• EXERCISE DIRECTIONS
Show every line below that contains the word "board", copying each such line in full.

• SUPPLIED RECORDS
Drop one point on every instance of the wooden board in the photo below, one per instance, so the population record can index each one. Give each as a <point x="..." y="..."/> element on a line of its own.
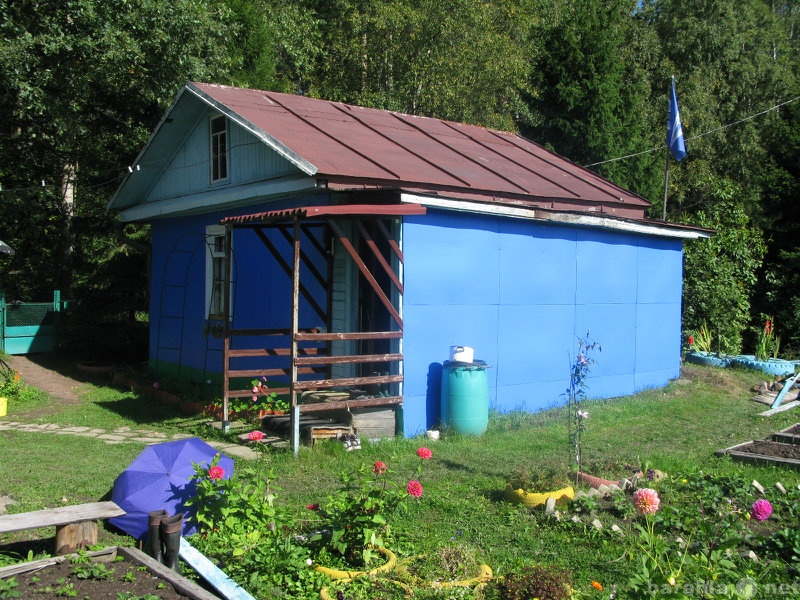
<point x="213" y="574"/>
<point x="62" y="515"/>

...

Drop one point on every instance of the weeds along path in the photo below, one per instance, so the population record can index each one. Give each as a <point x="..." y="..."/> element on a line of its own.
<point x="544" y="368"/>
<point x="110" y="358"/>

• FULL ANSWER
Drop one point on every instance of the wooden board in the photo below, one per instance, so the population record can index each one. Give each as a <point x="..." y="..."/> element on a line of its own.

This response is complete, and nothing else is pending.